◆ WHAT YOU NEED TO DO
Where does the string "blue" occur in the records below? Copy every line that holds it.

[Stored dataset items]
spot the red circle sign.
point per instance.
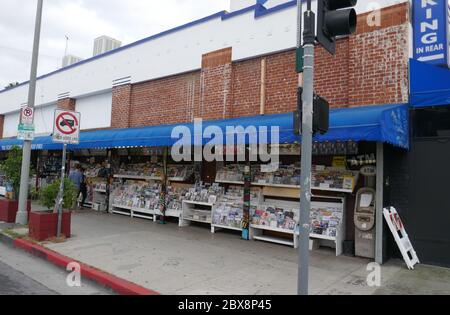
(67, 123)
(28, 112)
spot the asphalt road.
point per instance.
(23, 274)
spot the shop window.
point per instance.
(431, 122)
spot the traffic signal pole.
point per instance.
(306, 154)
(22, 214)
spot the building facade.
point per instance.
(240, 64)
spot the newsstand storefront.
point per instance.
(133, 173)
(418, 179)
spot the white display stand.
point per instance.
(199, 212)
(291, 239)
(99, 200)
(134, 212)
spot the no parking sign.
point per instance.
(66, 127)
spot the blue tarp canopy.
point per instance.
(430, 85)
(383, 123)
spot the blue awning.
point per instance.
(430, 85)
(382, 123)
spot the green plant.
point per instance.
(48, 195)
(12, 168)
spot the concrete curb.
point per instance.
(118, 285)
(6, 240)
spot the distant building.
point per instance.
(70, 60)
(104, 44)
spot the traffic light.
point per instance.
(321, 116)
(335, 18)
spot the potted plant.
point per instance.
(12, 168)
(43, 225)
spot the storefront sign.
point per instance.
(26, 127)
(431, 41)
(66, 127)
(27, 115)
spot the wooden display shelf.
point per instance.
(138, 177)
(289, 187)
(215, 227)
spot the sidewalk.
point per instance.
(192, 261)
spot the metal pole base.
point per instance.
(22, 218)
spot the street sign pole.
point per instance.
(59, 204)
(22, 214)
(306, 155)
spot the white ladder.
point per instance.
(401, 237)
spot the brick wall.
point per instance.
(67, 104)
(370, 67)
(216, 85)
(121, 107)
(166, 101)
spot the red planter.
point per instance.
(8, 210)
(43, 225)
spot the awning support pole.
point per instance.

◆ EXERCISE ANSWER
spot the blue tarp canopy.
spot the blue awning.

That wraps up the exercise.